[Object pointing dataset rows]
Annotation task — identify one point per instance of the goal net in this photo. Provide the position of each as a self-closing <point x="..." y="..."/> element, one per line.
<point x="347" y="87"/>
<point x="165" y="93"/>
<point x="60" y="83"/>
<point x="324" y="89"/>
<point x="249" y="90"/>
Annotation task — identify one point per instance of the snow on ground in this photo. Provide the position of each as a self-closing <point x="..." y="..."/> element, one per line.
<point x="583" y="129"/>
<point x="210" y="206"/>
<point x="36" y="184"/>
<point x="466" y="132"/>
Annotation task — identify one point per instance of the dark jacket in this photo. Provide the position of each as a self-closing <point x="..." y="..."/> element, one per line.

==

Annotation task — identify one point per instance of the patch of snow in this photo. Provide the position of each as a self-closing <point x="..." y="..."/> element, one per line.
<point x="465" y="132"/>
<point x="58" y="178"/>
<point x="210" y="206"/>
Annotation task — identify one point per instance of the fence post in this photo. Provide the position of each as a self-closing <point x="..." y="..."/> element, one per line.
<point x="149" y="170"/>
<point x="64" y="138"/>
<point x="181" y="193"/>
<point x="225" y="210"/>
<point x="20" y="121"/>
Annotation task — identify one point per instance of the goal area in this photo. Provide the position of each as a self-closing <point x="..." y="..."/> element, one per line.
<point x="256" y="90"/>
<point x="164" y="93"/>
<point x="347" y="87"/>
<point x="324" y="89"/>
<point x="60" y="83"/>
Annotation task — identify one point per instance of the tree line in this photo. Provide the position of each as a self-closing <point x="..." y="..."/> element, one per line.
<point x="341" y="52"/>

Requirement: Repeat word for word the stretch of data above from the line containing "the goal net" through the line containing "Annotation task — identify one point per instance of the dark", including both of those lines.

Task result:
Annotation task — identify one point per instance of the goal net in this photo. Provide the position of each as a self-closing <point x="..." y="..."/> element, one per line.
<point x="347" y="87"/>
<point x="165" y="93"/>
<point x="60" y="83"/>
<point x="324" y="89"/>
<point x="249" y="90"/>
Annotation task — identify one point per instance of the snow on ground in this photo. Provide the position of each as a self-closing <point x="..." y="..."/> element, one per line.
<point x="583" y="129"/>
<point x="210" y="206"/>
<point x="36" y="184"/>
<point x="466" y="132"/>
Annotation task — identify one point per instance of the dark jacket in this photo. Provide the position of each as a self-closing <point x="..." y="..."/> element, one per line.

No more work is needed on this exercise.